**READING PASSAGE:**

┌──

04 Aug 2012
Four thoughts from Australia’s Kim Crow
Having already earned silver in the women’s double at Eton Dorney, she will challenge five other single scullers for gold in the A-final at 12.30 (GMT), 4 August 2012.
World Rowing caught up with this Aussie sensation to ask her a trio of questions on her Olympic experience, racing, moving to rowing from athletics to rowing and the single scull.
London versus Beijing:
“I’m really excited! Compared to Beijing (where she finished 10th in the women’s pair) I feel really prepared and I think that takes away a little bit of the nerves. I think I am as excited as anyone to arrive on the start line and see what I am capable of.”
On racing:
“I love racing. I struggle to see racing two events is such a big deal. We race a lot, all the time. We'll see. You have to accept it's going to hurt. I don't like the word ‘pain.’ You're rowing along, breathing hard and you have a lot of lactate in your legs and it's that worry – can I sustain this? But there's not a specific thing that's painful. The pain doesn't really cross my mind. For me the biggest challenge is that concentration and being able to keep my mind going and my mind willing when my body's not."
On transition from athletics to rowing:
“I had been struggling with injury for a few years. I had surgery in 2004 and by 2005 it was becoming quite clear that I was really going struggle at the really high level required. I was kind of in no-man’s-land and so it was a bit of a blessing in disguise that the rowing coaches suggested that I give it a go. And I think that I also really enjoyed the camaraderie of the sport. My first race was the University Games and it was fun. It wasn’t going to be something I went to the Olympics in; I just loved the sport.”
On the single scull:
“It’s a different challenge. I think rowing in the bow seat of the double my job is to be the communicator in the boat and the one who is making the calls, the one who needs to know what is going on. And then out there in the single it’s quiet! It’s a different sense of responsibility – a different role to what you might have in different boats. But I spent the first 10 or 12 years of my sporting life in an individual sport so in some ways I like it because I don’t feel the same sort of pressure. When I’m in a crew I want to do well for the people around me. I have an overwhelming desire to do my job as best I can for the crew. Out there by myself I still feel that in some ways. But when I’m out there I feel like I’m part of a bigger team.”

└──

**TASK TO COMPLETE:**
Copy out the Kim Crow interview from the words "World Rowing caught" through "the single scull.", putting "handful" in place of "trio".

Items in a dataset
┌──

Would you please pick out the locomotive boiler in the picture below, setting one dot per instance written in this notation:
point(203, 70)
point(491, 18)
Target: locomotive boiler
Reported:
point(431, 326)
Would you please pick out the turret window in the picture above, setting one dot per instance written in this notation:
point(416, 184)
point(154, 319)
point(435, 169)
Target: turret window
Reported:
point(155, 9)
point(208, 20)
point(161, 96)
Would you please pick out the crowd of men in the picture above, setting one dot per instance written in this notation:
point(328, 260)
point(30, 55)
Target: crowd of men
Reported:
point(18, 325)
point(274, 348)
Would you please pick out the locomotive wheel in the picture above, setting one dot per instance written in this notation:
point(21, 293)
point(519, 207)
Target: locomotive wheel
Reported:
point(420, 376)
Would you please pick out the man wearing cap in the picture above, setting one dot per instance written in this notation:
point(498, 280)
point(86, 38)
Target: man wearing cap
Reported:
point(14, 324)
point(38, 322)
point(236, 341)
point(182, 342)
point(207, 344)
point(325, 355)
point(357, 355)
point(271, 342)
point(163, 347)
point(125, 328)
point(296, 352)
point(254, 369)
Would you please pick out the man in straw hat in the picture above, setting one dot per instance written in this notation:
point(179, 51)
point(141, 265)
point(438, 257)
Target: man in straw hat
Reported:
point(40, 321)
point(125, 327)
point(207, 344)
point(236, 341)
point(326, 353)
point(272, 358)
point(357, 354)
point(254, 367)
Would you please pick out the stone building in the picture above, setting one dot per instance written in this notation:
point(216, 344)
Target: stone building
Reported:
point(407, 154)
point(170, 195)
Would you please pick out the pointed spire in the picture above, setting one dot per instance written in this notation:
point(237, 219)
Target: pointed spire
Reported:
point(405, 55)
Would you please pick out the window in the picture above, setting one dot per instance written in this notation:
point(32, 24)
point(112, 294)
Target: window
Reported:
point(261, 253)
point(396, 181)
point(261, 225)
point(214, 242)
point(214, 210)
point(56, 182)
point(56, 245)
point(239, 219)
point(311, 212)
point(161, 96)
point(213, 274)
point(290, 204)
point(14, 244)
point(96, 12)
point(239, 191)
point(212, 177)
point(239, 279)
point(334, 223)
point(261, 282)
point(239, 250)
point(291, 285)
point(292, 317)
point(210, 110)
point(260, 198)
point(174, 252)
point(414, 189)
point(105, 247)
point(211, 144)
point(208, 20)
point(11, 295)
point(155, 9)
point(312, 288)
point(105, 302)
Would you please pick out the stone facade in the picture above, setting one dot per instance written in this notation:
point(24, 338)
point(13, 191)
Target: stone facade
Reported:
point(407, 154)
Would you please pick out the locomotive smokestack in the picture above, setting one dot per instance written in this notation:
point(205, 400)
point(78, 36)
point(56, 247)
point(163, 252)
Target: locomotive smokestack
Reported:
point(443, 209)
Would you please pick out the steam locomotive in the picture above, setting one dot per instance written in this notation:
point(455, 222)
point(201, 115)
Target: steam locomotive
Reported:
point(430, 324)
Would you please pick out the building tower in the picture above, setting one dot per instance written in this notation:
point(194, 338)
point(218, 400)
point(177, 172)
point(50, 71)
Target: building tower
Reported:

└──

**SOLVED EXERCISE:**
World Rowing caught up with this Aussie sensation to ask her a handful of questions on her Olympic experience, racing, moving to rowing from athletics to rowing and the single scull.